• [THE PROBLEM]: All of the data must be returned word for word.

BEGIN

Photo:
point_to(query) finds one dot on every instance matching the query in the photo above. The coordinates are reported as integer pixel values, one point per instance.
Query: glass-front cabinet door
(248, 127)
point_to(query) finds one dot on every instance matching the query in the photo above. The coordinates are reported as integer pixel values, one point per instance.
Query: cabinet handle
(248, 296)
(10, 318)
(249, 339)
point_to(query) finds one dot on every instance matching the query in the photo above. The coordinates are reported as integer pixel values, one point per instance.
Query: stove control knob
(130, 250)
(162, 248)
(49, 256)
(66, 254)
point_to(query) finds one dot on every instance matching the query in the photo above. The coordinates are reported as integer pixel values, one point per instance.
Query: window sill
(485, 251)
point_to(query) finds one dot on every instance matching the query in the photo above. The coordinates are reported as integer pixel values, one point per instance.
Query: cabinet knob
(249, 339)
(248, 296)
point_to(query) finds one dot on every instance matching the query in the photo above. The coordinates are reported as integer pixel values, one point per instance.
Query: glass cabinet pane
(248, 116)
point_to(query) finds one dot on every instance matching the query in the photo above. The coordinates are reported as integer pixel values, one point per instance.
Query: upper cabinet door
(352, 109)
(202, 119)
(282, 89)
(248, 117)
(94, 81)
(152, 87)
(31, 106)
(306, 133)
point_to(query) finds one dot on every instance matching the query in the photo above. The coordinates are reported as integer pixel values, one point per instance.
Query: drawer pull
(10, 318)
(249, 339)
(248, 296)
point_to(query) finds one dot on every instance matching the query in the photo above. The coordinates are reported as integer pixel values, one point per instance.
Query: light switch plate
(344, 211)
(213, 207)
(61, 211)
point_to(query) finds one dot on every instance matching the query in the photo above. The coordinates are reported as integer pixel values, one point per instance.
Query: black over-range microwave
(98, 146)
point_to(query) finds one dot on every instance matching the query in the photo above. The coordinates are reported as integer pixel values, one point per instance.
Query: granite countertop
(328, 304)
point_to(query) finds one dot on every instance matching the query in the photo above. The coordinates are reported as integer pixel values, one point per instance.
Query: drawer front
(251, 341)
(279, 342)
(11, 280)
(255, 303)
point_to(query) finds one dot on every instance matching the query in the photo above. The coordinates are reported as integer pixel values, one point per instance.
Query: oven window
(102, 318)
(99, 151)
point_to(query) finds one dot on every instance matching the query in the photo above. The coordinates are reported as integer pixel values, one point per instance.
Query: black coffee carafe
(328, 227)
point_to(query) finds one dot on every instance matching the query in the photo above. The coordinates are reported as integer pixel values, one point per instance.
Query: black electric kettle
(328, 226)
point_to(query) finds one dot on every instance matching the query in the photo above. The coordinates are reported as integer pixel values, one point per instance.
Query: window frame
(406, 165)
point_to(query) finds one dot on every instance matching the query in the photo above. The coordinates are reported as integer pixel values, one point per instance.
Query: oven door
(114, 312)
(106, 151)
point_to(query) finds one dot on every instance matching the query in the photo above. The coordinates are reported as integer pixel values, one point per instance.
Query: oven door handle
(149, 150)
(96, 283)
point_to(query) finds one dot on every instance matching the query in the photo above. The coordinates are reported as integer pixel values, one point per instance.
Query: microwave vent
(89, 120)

END

• [WRITTEN SOLUTION]:
Photo:
point_to(query) finds one dot on every instance matching the query in the photo above. The coordinates are reported as integer pixel values, one point per instance.
Query: glass-front cabinet door
(248, 127)
point_to(query) finds one dot on every instance matching the query in the photo above. The coordinates are reported as integer pixel values, one point per instance.
Query: cabinet handle
(248, 296)
(10, 318)
(249, 339)
point_to(query) finds one dot on every instance matching the query in the photo above. The coordinates are reported as integer pixel values, one point per instance.
Query: stove control knob
(130, 250)
(162, 248)
(49, 256)
(66, 254)
point_to(query) finds one dot on every instance matching the query in the photo above. The coordinates are reported as integer pixel values, one point per instance.
Query: window sill
(485, 251)
point_to(query) finds one dot on every instance matching the query in the photo above. The coordinates are reported as integer pixel values, one point per instance.
Query: cabinet knob
(249, 339)
(248, 296)
point_to(query) finds one dot on every instance matching the query in the photo above. The coordinates are reported as integer pixel values, one point per instance.
Query: glass cabinet pane
(248, 116)
point_to(query) finds one dot on every instance matching the query in the photo above. The coordinates are reported as integer pixel values, one point per instance.
Query: upper cabinet door
(352, 109)
(202, 119)
(282, 89)
(248, 117)
(94, 81)
(152, 87)
(31, 106)
(306, 133)
point_to(query) finds one dot on every instance matching the query in the photo above. The coordinates are reported as integer pixel values, one point per instance.
Query: drawer pull
(10, 318)
(249, 339)
(248, 296)
point_to(query) finds one dot on every instance matching the query in the photo above. The coordinates are reported as integer pixel values, one point per instance.
Query: light switch plate
(344, 211)
(213, 207)
(61, 211)
point_to(query) finds one dot on every instance matching the query in the photo above. The coordinates are reported as integer pixel values, one point per instance.
Query: black over-range microwave
(98, 146)
point_to(query) finds one dot on every instance matching the query in the photo above. The coordinates are reported as integer pixel values, one point per instance.
Query: granite countertop
(328, 304)
point_to(query) finds one dot on every instance matching the query in the photo above. The coordinates are reported as integer pixel values, one point per instance.
Query: drawer front
(251, 341)
(279, 342)
(11, 280)
(255, 303)
point_to(query) finds one dot on every instance matching the query in the photo above. The coordinates are reported as integer pixel values, one point per instance.
Query: oven window
(102, 318)
(99, 151)
point_to(query) finds one dot on every instance matching the query in the photo above. The coordinates are reported as integer pixel values, one point per instance.
Query: black coffee carafe
(328, 227)
point_to(query) finds one dot on every instance matching the query in the photo above. The coordinates are reported as integer pixel values, one point per instance.
Query: black electric kettle
(328, 226)
point_to(query) finds one dot on every instance matching the query in the photo above. The coordinates are reported as integer pixel values, one point per instance.
Query: window frame
(406, 165)
point_to(query) finds one dot on every instance matching the query in the photo above. The coordinates are reported as integer pixel values, one point per instance.
Query: oven door
(114, 312)
(106, 151)
point_to(query) finds one dot on every instance matching the query in the photo above. The coordinates are reported as integer pixel values, one point per instance.
Query: oven door handle
(149, 150)
(96, 283)
point_to(query) finds one dot on every instance matching the query in the photo above. The coordinates are reported as integer pixel values, one point per instance.
Query: microwave vent
(89, 120)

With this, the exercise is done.